Interpreting a raging aged fisherwoman, whose net had drawn dead fishes, he said, “once you throw your net into the water, you cannot easily bring it out because of the impact of the crude oil. And if any fish enters it, it is dead or bloated with changed colour and a few moments it will die. We cannot do anything. We cannot fish.”
Mr. Agboluaje, the chemist, said hydrocarbon pollution on water makes oil cover the surface of the water, “thereby blocking oxygen exchange and causing death of fishes.”
Popular among aquatic animals in the area are periwinkles, tilapia, crabs, barracuda, schoolmaster snapper, and croaker locally called “broke marriage”.
“The oil wey dey there no small,” a paddler at Shell-kiri, another affected fishing community said, using Nigerian Pidgin commonly spoken in the area to mean, “the oil in this water is too much.” The paddler was trying to tell the residents on board the water they had depended on for consumption – in addition to fishing – had been contaminated
This was when PREMIUM TIMES visited and the spill had stopped but sheens of oil were seen on the water. In some areas, thicker patches, completely darkening the water, could be seen.
Augusta Moses, a Nembe resident, said rainwater has had “charcoal-like” colour since the spill. Residents of the affected riverine communities had always depended on rains to make the river water fresh and usable for consumption because during dry seasons the water could be very salty, residents said, concerned the hydrocarbon pollution of their environment may have affected precipitation.
Oil from the Niger Delta has been the main source of Nigeria’s foreign exchange and revenue since 1970s. But the region has suffered neglect and most of the rural communities, like those around Santa Barbara River where oil is actually produced, barely enjoy any human capital enhancement services, including potable water infrastructure, education and healthcare facilities.

Material shown »
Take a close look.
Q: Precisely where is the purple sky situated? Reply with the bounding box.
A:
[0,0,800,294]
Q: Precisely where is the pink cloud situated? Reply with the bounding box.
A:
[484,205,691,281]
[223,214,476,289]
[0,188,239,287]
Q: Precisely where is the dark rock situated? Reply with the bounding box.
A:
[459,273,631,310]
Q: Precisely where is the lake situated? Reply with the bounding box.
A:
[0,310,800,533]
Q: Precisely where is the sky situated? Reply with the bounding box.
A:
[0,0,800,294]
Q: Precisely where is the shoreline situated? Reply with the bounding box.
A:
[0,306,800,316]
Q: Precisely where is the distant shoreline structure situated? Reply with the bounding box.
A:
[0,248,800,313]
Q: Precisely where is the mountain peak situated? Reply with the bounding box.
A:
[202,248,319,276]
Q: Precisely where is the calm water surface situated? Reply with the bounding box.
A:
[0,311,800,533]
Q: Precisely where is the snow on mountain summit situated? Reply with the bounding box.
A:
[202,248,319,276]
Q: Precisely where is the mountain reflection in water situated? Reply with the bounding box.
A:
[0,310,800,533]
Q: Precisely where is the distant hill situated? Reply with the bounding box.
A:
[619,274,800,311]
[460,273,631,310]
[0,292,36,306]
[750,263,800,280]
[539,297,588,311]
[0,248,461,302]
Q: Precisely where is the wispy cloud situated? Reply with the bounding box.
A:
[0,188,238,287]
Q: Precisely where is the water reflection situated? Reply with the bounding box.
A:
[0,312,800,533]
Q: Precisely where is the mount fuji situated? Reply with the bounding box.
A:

Work to be completed »
List every aquatic animal that the oil spill text names as popular in the area. Nothing in the material is needed for this.

Task response »
periwinkles
tilapia
crabs
barracuda
schoolmaster snapper
croaker (locally called "broke marriage")